Please reproduce the data below with every "dot" swapped for "marker" and nothing else altered. Leave the pictures out of your answer.

> _Supplied data_:
<<<<

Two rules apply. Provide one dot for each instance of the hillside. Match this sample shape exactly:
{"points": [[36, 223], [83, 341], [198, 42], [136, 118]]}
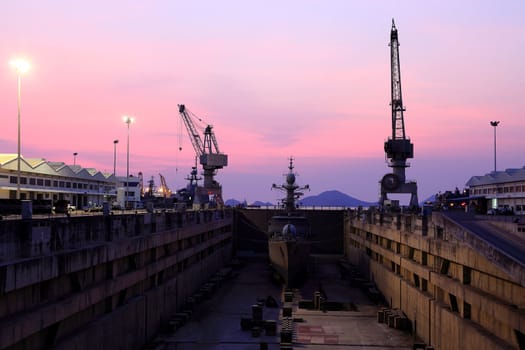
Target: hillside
{"points": [[334, 199]]}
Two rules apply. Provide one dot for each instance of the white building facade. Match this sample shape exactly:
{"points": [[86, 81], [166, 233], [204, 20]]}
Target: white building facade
{"points": [[44, 180], [502, 189]]}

>>>>

> _The completed task_:
Two rules apply. Provide one marker for each instance of the hillside. Match this sample shape exactly:
{"points": [[36, 223], [83, 341], [198, 42], [136, 118]]}
Target: hillside
{"points": [[334, 199]]}
Two rules apply. Provide one marker for each instance of the white building facade. Match this sample shape exactly:
{"points": [[86, 81], [166, 233], [204, 20]]}
Target: white building facade
{"points": [[44, 180], [502, 189]]}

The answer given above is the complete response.